>> BEGIN RECORD SET
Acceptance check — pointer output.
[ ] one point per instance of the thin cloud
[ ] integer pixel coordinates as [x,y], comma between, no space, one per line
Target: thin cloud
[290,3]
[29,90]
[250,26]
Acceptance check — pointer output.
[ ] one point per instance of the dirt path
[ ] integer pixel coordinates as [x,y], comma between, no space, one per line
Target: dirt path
>> END RECORD SET
:: EXERCISE GOAL ::
Write out all of the material above word for word, keeping every line, bracket, and number unchanged.

:: WRITTEN RESPONSE ::
Acceptance check — pointer output.
[ ] one point per instance of the thin cloud
[ ] integer pixel coordinates as [x,y], comma between, no space, one per line
Target: thin cloud
[290,3]
[29,90]
[250,26]
Acceptance check — pointer output.
[ ] one point per instance of the dirt path
[ ] integer pixel coordinates as [x,y], comma between, no space, one per line
Target: dirt path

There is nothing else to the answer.